[Dataset entries]
━━━
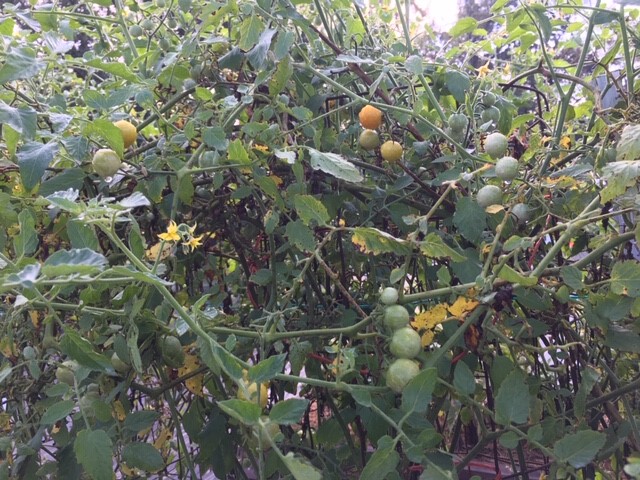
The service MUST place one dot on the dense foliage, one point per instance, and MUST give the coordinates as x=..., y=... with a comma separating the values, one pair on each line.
x=273, y=239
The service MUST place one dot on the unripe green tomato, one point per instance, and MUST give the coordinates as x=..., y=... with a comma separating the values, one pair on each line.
x=489, y=99
x=171, y=350
x=400, y=373
x=106, y=162
x=389, y=296
x=369, y=139
x=395, y=317
x=136, y=31
x=165, y=44
x=496, y=144
x=458, y=122
x=405, y=343
x=507, y=168
x=491, y=114
x=521, y=212
x=489, y=195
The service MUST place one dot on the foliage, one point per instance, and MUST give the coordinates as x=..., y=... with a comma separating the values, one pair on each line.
x=240, y=249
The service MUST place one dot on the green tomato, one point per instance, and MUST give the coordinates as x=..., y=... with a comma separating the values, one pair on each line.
x=389, y=296
x=495, y=145
x=489, y=195
x=458, y=122
x=489, y=99
x=395, y=317
x=507, y=168
x=405, y=343
x=400, y=373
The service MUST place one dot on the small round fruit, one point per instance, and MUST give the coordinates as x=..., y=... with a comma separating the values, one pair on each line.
x=106, y=162
x=129, y=132
x=148, y=24
x=495, y=145
x=171, y=350
x=389, y=296
x=370, y=117
x=507, y=168
x=522, y=212
x=405, y=343
x=65, y=372
x=458, y=122
x=401, y=372
x=489, y=99
x=490, y=114
x=391, y=151
x=118, y=365
x=395, y=317
x=489, y=195
x=369, y=139
x=136, y=31
x=252, y=391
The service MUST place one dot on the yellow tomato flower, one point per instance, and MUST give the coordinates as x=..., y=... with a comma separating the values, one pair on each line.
x=171, y=234
x=193, y=242
x=484, y=70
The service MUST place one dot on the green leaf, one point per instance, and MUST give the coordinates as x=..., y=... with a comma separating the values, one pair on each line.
x=463, y=379
x=94, y=451
x=81, y=350
x=79, y=261
x=372, y=240
x=457, y=83
x=288, y=411
x=579, y=449
x=512, y=400
x=143, y=456
x=300, y=235
x=572, y=276
x=107, y=131
x=310, y=209
x=33, y=159
x=138, y=421
x=625, y=278
x=464, y=25
x=335, y=165
x=433, y=246
x=237, y=154
x=57, y=411
x=383, y=461
x=244, y=411
x=267, y=369
x=300, y=469
x=416, y=396
x=258, y=54
x=22, y=120
x=19, y=63
x=510, y=275
x=470, y=219
x=619, y=176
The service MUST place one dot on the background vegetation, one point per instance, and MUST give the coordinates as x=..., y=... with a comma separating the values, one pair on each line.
x=213, y=304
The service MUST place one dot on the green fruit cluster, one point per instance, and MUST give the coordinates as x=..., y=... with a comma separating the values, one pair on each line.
x=405, y=344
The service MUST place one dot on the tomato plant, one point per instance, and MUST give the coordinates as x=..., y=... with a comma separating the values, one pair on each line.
x=207, y=267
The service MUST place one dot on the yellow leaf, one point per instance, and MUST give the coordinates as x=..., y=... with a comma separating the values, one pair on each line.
x=430, y=318
x=494, y=209
x=462, y=306
x=194, y=383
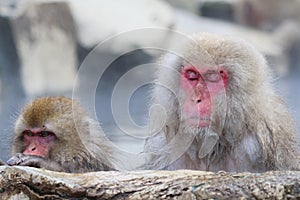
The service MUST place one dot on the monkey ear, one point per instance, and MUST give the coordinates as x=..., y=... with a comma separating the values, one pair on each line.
━━━
Required work:
Please reproduce the records above exactly and leave any picture behind.

Answer for the task:
The service MUST place one dot on the dense foliage, one point per instance, and MUST give the coordinates as x=..., y=... with a comma separating the values, one pair on each line.
x=273, y=239
The service MUST place one dot on the unripe green tomato, one point per instance, and MUST give the coordinates as x=..., y=... with a comma separating the values, one pair on each line.
x=489, y=99
x=171, y=350
x=400, y=373
x=106, y=162
x=389, y=296
x=369, y=139
x=395, y=317
x=136, y=31
x=165, y=44
x=496, y=144
x=458, y=122
x=405, y=343
x=507, y=168
x=491, y=114
x=521, y=212
x=489, y=195
The service MUST place one dot on the foliage, one point per instance, and MUST give the coordinates as x=..., y=... with a comma separating the values, one pair on each line.
x=240, y=249
The service MUST place one dot on the green tomato, one point per instance, and MUST give the coordinates as x=..., y=... with a comma separating the values, one pair on each line.
x=389, y=296
x=495, y=145
x=489, y=195
x=458, y=122
x=489, y=99
x=395, y=317
x=507, y=168
x=405, y=343
x=400, y=373
The service MUST place one dot on the small round fruit, one point per instance, and MUST give the coordinates as x=..., y=... with a comma separating the values, one pair on each line.
x=106, y=162
x=129, y=132
x=148, y=24
x=495, y=145
x=171, y=350
x=389, y=296
x=370, y=117
x=507, y=168
x=522, y=212
x=405, y=343
x=65, y=372
x=458, y=122
x=401, y=372
x=489, y=99
x=490, y=114
x=391, y=151
x=118, y=365
x=395, y=317
x=489, y=195
x=369, y=139
x=136, y=31
x=252, y=391
The service MUST place one dot on the yellow tomato flower, one point per instance, and MUST give the coordinates as x=..., y=... with a comma separating the values, one pair on each line.
x=171, y=234
x=193, y=242
x=484, y=70
The service MUST place one dot on the green leaf, one point per instance, and MUST give the coordinates as x=..., y=... with a comma separating the values, one pair on each line.
x=463, y=379
x=94, y=451
x=81, y=350
x=79, y=261
x=372, y=240
x=457, y=83
x=288, y=411
x=579, y=449
x=512, y=400
x=143, y=456
x=300, y=235
x=572, y=276
x=107, y=131
x=310, y=209
x=33, y=159
x=138, y=421
x=625, y=278
x=464, y=25
x=335, y=165
x=433, y=246
x=237, y=154
x=57, y=411
x=383, y=461
x=244, y=411
x=267, y=369
x=300, y=469
x=416, y=396
x=258, y=54
x=22, y=120
x=19, y=63
x=510, y=275
x=470, y=219
x=619, y=176
The service MUST place one dot on the background vegetation, one point per instance, and MUST give the coordinates as x=..., y=... with a comma separating the values, one pair on each line.
x=213, y=304
The service MUST place one dot on the green fruit cluster, one point per instance, and MUST give the coordinates as x=..., y=... with a comma separating the values, one pair on each line.
x=405, y=344
The service MUST place one dot on the tomato plant, one point per instance, and MUST give the coordinates as x=..., y=... with a comma separating the values, one pair on each line.
x=207, y=267
The service MUST place one dot on the yellow leaf, one point per instance, and MUST give the coordinates as x=..., y=... with a comma separating the values, one pair on each line.
x=430, y=318
x=494, y=209
x=462, y=306
x=194, y=383
The service MUST place one dot on the monkey ear, one point per instance, and MUST give the coordinates as x=..., y=... with a comma separating the values, one pair on each line.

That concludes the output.